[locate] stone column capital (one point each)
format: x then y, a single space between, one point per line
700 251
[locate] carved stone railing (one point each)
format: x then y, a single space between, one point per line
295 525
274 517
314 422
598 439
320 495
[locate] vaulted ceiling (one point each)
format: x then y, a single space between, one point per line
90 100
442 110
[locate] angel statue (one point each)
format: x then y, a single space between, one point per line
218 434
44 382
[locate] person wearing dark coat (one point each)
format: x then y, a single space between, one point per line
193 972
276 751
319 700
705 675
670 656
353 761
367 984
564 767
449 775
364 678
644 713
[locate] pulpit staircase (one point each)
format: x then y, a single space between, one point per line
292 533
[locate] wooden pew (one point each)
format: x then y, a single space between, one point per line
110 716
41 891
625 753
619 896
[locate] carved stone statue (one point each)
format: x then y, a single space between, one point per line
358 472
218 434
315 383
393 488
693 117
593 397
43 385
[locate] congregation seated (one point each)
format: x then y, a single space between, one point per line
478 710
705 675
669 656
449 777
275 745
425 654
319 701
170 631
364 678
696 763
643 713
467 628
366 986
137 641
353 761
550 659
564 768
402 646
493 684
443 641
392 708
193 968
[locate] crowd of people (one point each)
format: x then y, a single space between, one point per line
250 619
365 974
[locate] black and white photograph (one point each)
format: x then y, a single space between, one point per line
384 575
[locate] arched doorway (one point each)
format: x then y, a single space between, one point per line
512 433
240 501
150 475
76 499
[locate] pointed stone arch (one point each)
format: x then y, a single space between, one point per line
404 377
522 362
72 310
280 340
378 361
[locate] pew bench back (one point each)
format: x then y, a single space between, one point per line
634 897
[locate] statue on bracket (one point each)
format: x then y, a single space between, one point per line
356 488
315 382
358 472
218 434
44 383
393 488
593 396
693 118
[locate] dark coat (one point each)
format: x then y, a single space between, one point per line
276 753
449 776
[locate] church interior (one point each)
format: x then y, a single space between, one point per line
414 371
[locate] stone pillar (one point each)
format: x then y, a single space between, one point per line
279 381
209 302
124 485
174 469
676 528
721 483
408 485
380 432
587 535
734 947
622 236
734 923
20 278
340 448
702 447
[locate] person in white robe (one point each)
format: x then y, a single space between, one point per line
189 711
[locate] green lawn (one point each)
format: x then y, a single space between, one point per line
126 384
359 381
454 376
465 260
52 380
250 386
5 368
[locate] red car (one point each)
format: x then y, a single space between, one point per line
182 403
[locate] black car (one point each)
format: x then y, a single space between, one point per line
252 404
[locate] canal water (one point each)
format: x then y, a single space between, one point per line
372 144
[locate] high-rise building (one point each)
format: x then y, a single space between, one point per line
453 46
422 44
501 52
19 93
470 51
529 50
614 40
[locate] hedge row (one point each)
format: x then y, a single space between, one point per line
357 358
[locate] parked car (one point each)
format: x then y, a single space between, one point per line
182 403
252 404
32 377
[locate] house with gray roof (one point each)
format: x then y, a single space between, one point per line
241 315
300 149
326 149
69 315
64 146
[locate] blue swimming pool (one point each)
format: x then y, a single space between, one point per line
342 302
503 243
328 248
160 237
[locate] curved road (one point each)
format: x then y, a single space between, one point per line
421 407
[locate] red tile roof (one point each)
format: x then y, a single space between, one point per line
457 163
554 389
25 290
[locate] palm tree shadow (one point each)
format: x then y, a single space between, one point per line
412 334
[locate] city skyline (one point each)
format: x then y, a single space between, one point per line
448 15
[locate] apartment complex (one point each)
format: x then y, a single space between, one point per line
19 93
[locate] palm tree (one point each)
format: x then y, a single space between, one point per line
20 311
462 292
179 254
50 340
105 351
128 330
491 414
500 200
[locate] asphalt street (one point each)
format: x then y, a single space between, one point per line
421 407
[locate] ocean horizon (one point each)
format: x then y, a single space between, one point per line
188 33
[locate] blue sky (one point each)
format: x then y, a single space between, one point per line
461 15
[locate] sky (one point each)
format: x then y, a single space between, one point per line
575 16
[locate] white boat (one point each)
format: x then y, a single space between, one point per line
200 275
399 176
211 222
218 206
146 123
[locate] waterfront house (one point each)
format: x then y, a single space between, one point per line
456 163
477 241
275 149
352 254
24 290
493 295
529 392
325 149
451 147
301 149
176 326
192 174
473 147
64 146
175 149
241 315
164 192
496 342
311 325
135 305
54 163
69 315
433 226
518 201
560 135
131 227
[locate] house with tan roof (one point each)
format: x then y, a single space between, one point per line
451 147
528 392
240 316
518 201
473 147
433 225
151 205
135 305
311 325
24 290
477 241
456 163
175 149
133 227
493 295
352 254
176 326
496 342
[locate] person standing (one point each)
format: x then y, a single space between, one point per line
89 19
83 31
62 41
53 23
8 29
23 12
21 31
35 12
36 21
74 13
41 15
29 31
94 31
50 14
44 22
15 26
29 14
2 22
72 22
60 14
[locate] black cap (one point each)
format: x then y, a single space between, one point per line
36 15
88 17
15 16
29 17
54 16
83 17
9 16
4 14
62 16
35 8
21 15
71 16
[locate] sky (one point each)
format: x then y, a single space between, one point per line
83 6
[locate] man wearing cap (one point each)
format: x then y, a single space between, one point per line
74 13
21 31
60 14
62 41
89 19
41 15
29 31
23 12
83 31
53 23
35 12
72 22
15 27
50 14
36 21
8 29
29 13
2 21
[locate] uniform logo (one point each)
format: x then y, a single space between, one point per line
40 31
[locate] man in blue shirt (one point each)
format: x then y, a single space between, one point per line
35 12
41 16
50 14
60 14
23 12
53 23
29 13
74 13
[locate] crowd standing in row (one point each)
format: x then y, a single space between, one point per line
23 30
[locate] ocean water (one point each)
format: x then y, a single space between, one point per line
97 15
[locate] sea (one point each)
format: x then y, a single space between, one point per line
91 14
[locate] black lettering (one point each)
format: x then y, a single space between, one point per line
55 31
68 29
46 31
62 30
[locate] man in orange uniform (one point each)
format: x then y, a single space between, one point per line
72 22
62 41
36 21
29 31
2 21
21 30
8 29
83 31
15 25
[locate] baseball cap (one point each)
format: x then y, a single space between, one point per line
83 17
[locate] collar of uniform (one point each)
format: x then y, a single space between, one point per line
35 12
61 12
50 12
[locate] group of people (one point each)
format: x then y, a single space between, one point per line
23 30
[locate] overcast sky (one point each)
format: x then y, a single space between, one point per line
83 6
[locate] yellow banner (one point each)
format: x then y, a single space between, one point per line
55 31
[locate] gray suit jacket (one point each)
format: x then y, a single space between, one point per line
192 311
---*---
* [Goal of the exercise] Write out again, unchanged, every line from the line containing "[locate] man wearing cap (one point each)" to the final line of the material above.

* [Exercise result]
[locate] man wearing cap (one point each)
format: x then y, a single space between, one point per line
74 13
21 31
60 14
62 41
89 19
41 15
29 31
23 12
83 31
53 23
35 12
72 22
15 27
50 14
36 21
8 29
29 13
2 21
[locate] uniform logo (one point each)
format: x then y, a single space between, one point per line
40 31
[locate] man in blue shirt (one point each)
format: x then y, a single space between, one point per line
35 12
41 16
50 14
60 14
23 12
53 23
29 13
74 13
[locate] crowd standing in row (one point each)
format: x then y, a single space between, one point per line
23 30
[locate] ocean water (one point each)
format: x then y, a single space between, one point per line
97 15
[locate] sea (one point each)
format: x then y, a single space between, one point per line
91 14
[locate] black lettering (one point each)
format: x then y, a single space between, one point per line
55 31
68 29
46 31
62 30
[locate] man in orange uniform (one point each)
format: x then y, a single space between, one point per line
72 22
62 41
36 21
29 31
2 21
21 30
8 29
83 31
15 25
[locate] baseball cap (one point each)
format: x then y, a single space between, one point per line
83 17
[locate] collar of uniform (one point each)
format: x then y, a single space between, one point per line
35 12
61 12
50 12
[locate] group of people (one point each)
format: x then y, a single space between, one point per line
23 30
[locate] overcast sky (one point each)
format: x then y, a single space between, one point per line
83 6
[locate] yellow banner (one point each)
format: x then y, a single space between, one point per line
55 31
[locate] gray suit jacket (one point each)
format: x then y, a single space between, one point per line
192 311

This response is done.